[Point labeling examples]
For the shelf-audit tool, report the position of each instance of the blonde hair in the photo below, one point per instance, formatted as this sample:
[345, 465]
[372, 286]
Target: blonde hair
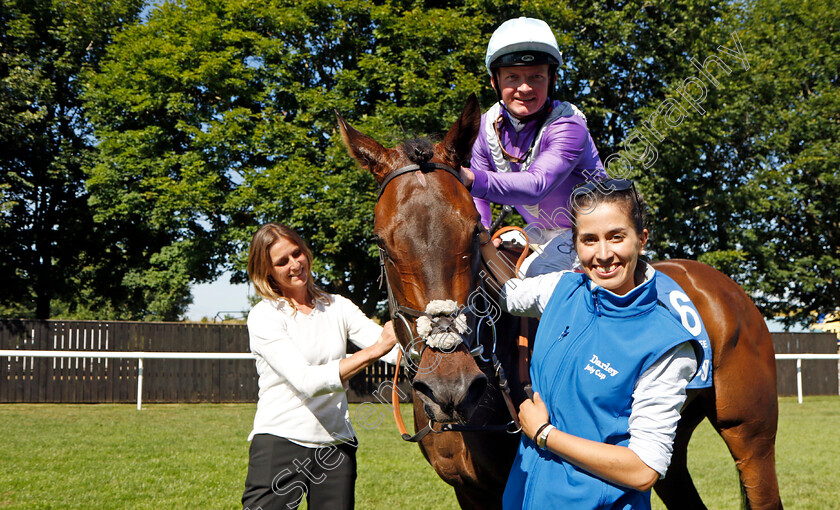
[259, 264]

**Your task:**
Please convert every line of the records above into a Markdown table with the columns Nr and Line, numbering each row and skipping blank lines. Leave the pictures out.

**Correct answer:**
| Nr | Line |
|---|---|
| 1 | For the shelf-audit tool, report the position of each instance of the blonde hair in the photo below, one point per instance, formatted as this sample: |
| 2 | [345, 465] |
| 3 | [372, 286] |
| 4 | Target: blonde hair |
| 5 | [259, 264] |